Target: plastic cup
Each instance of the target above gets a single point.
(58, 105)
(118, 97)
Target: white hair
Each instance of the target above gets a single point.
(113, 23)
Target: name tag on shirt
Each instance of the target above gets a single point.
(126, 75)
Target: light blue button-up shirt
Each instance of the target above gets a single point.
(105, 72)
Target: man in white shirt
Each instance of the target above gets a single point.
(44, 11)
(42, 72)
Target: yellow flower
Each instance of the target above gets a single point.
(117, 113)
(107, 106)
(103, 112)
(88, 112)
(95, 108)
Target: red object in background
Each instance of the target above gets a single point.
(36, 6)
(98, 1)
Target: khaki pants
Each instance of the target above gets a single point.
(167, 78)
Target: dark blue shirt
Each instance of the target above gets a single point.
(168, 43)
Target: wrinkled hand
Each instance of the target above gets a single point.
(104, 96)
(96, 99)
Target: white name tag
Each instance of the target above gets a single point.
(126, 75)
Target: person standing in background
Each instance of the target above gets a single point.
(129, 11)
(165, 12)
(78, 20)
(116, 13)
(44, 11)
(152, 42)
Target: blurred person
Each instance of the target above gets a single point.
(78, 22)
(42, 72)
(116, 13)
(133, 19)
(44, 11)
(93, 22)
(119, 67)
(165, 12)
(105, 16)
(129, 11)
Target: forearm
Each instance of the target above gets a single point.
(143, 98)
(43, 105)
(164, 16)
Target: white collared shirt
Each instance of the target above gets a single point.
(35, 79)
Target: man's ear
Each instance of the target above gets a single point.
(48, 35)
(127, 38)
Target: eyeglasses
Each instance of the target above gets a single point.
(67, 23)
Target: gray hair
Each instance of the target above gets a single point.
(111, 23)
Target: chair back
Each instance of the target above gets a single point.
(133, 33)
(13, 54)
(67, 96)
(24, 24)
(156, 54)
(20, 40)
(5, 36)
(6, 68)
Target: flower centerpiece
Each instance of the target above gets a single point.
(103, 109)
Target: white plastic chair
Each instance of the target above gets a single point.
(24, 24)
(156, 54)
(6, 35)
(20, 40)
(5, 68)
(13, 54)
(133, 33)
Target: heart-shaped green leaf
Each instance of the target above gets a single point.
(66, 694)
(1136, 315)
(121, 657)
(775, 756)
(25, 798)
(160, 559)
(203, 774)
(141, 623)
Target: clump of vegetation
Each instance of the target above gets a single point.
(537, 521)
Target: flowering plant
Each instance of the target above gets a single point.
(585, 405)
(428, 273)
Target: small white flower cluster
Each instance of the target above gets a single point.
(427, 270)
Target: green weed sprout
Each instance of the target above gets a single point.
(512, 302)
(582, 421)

*****

» WORK TASK: Please write the listing out again, matching each line exactly.

» RESPONSE FOR THIS EXERCISE:
Target: plastic cup
Each instance of the target above gets a single point.
(58, 105)
(118, 97)
Target: white hair
Each instance of the target above gets a single point.
(113, 23)
Target: name tag on shirt
Each instance of the target above gets a single point.
(126, 75)
Target: light blue button-up shirt
Each instance of the target above gets a single point.
(105, 72)
Target: man in white shirt
Each instance of the target above gets a single point.
(44, 11)
(42, 72)
Target: yellow flower
Each instance of the target above gets a single point.
(117, 113)
(107, 106)
(103, 112)
(88, 112)
(95, 108)
Target: red object in background
Each instance of the target above gets a single point.
(36, 6)
(98, 1)
Target: khaki pants
Each instance of the target above gets a single point.
(167, 78)
Target: dark blue shirt
Each instance of the target above gets a single point.
(168, 43)
Target: wrinkled hand
Each instance of the target above gets a single point.
(104, 96)
(96, 99)
Target: white name tag
Each instance of the target above gets a single point.
(126, 75)
Target: person standing in background
Each instance of the target above gets a single point.
(129, 11)
(165, 12)
(78, 20)
(116, 13)
(44, 11)
(152, 42)
Target: blurred person
Each instance of the target above gets a single point.
(78, 22)
(42, 72)
(116, 13)
(133, 19)
(44, 11)
(93, 22)
(119, 67)
(165, 12)
(105, 16)
(129, 11)
Target: forearm
Each instance of the target above gets a single point.
(143, 98)
(43, 105)
(164, 16)
Target: white collared shirt
Each instance of the target above gets a single point.
(35, 79)
Target: man's ear
Each instance of the target above gets a single point.
(48, 35)
(127, 38)
Target: eyeglasses
Each instance of the target above gets a single point.
(67, 23)
Target: gray hair
Each instance of the target above gets a single point.
(111, 23)
Target: chair back
Each instance of the target above gets a single point.
(133, 33)
(13, 54)
(67, 96)
(24, 24)
(156, 54)
(20, 40)
(5, 36)
(6, 68)
Target: flower centerpiece
Each instance of the target above gets a single point.
(103, 109)
Target: white plastic chair
Each instance of the target above gets a single point.
(24, 24)
(156, 54)
(6, 35)
(20, 40)
(5, 68)
(13, 54)
(133, 33)
Target: heart-shaped green leaf
Each instance of the target above gets a single point.
(66, 694)
(1136, 315)
(121, 657)
(775, 756)
(25, 798)
(160, 559)
(203, 774)
(141, 623)
Target: clump of vegetation
Each instance of the target above gets a single point.
(537, 521)
Target: flowering plant
Each instance of the target above gets a single point.
(585, 405)
(428, 273)
Target: small white flower cluster
Each instance of the target above gets a single point.
(427, 270)
Target: green weed sprout
Each instance of the target above gets a single point.
(512, 302)
(582, 421)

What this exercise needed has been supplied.